# GIVEN PROBLEM A
Switch "Target" to "Object" everywhere in the records from the line containing "Pick out every instance of the neoclassical" through the end of the records, and return only those lines with nothing else altered.

# EXTRACTED TEXT
....
NLU and eCommerce Search: Handling the Five Finicky Features of Natural Language
Across different eCommerce verticals, the way we communicate with a website is very different from how we talk to other people – most of the time. The majority of all search queries actually contain two words or less, which is not very “natural” at all.
Given our unnatural search tendencies, natural language product search wasn’t really a motivating factor in the adoption of AI for eCommerce (Gartner 2019). Understanding natural language wasn’t prioritized because that’s not how people were communicating online, so applications of AI were focused elsewhere and simplistic machine translation remained the norm.
Things are changing though. While people searching how they speak is still far from being commonplace, this behavior has been increasing in recent years. Google’s search, Apple’s Siri, and Facebook’s Graph Search are perhaps some of the most well-known cases and are setting the bar very high for eCommerce players.
Analysts agree that we are approaching a conversational commerce revolution, which means NLU will prove to provide a competitive advantage. Microphone icons have appeared on eCommerce websites over the past few years, but these tools cannot really help unless the search has real NLU capabilities.
While speaking is something people do without thinking much, or sometimes at all, natural language is actually highly complex and can be broken down into many features. There are five features in particular that need to be taken into account for NLU to really work in eCommerce.
(1) Natural Languages are Creative
“The most striking aspect of linguistic competence is what we may call the ‘creativity of language,’ that is, the speaker’s ability to produce new sentences, sentences that are immediately understood by other speakers although they bear no physical resemblance to sentences which are ‘familiar’.” ~ Noam Chomsky, linguist extraordinaire.
You may not realize it, but the fact that you can generate and understand sentences that you’ve never heard before is incredible – and you do it all the time.
This makes life very unpredictable for a search engine. 15% of Google searches done by users on a daily basis have never been seen before. As we have seen, eCommerce searches are still fairly unnatural. However, as natural language searches are expected to become more common, the ability of your search engine to return relevant results to new and unpredictable queries will not be praised, but expected.
....
# SUPPLIED RECORDS

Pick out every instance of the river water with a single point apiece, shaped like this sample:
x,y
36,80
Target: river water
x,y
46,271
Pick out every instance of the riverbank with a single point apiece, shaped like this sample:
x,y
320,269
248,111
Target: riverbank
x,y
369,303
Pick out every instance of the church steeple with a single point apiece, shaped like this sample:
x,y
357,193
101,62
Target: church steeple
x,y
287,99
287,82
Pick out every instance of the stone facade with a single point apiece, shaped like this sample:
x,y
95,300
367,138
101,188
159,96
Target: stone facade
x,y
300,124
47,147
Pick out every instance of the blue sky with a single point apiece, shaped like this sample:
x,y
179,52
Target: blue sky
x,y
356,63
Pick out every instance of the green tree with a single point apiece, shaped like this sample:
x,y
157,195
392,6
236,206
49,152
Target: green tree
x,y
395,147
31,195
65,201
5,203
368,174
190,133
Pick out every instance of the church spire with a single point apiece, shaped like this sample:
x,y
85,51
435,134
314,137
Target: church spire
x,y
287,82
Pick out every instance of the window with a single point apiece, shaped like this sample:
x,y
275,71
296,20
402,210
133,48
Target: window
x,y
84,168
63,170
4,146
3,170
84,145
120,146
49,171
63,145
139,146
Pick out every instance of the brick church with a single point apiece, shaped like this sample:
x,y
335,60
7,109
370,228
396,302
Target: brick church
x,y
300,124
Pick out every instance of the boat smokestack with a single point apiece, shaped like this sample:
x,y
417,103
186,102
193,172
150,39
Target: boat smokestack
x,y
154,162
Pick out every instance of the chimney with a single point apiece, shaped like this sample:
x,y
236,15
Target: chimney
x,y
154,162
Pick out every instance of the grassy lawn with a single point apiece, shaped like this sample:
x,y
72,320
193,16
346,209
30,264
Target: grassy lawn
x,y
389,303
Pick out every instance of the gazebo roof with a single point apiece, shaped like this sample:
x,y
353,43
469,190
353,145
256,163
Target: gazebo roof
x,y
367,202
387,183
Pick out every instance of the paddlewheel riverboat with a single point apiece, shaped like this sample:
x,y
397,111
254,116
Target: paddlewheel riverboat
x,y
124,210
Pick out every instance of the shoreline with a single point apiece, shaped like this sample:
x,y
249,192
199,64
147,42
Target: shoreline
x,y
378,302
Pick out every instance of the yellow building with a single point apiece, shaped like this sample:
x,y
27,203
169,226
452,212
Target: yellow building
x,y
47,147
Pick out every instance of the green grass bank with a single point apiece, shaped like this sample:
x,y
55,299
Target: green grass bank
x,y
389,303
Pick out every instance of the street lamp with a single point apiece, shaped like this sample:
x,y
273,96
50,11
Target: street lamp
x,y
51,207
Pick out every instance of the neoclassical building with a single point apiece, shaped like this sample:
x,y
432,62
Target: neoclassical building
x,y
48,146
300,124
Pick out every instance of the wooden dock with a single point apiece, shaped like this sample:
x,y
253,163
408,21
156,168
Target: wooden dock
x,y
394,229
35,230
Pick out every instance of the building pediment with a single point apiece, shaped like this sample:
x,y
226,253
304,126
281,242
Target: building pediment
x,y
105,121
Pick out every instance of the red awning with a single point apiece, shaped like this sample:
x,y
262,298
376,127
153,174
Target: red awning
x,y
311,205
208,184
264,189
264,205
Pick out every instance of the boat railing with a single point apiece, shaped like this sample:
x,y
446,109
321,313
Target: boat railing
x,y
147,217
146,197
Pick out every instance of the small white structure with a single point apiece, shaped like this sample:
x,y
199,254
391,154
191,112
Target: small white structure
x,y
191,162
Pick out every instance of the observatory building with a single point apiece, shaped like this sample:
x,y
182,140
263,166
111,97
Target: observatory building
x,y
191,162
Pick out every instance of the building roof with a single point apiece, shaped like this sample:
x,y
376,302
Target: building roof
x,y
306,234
....
# GIVEN PROBLEM B
From the passage on natural language in eCommerce search, give again verbatim the wording from "While speaking is" to "work in eCommerce.".

# CORRECT ANSWER A
Pick out every instance of the neoclassical building with a single point apiece, shaped like this sample:
x,y
432,62
Object: neoclassical building
x,y
48,146
300,124
Pick out every instance of the wooden dock with a single point apiece, shaped like this sample:
x,y
253,163
408,21
156,168
Object: wooden dock
x,y
394,229
35,230
Pick out every instance of the building pediment with a single point apiece, shaped like this sample:
x,y
226,253
304,126
281,242
Object: building pediment
x,y
105,121
Pick out every instance of the red awning with a single point apiece, shaped like this sample:
x,y
262,298
376,127
153,174
Object: red awning
x,y
311,205
208,184
264,189
264,205
Pick out every instance of the boat railing with a single point apiece, shaped like this sample:
x,y
446,109
321,313
Object: boat railing
x,y
147,217
146,197
Pick out every instance of the small white structure with a single point apiece, shaped like this sample:
x,y
199,254
391,154
191,112
Object: small white structure
x,y
191,162
Pick out every instance of the observatory building with a single point apiece, shaped like this sample:
x,y
182,140
263,166
111,97
Object: observatory building
x,y
191,162
Pick out every instance of the building roof with a single point apiece, shaped like this sample:
x,y
376,302
Object: building roof
x,y
306,234

# CORRECT ANSWER B
While speaking is something people do without thinking much, or sometimes at all, natural language is actually highly complex and can be broken down into many features. There are five features in particular that need to be taken into account for NLU to really work in eCommerce.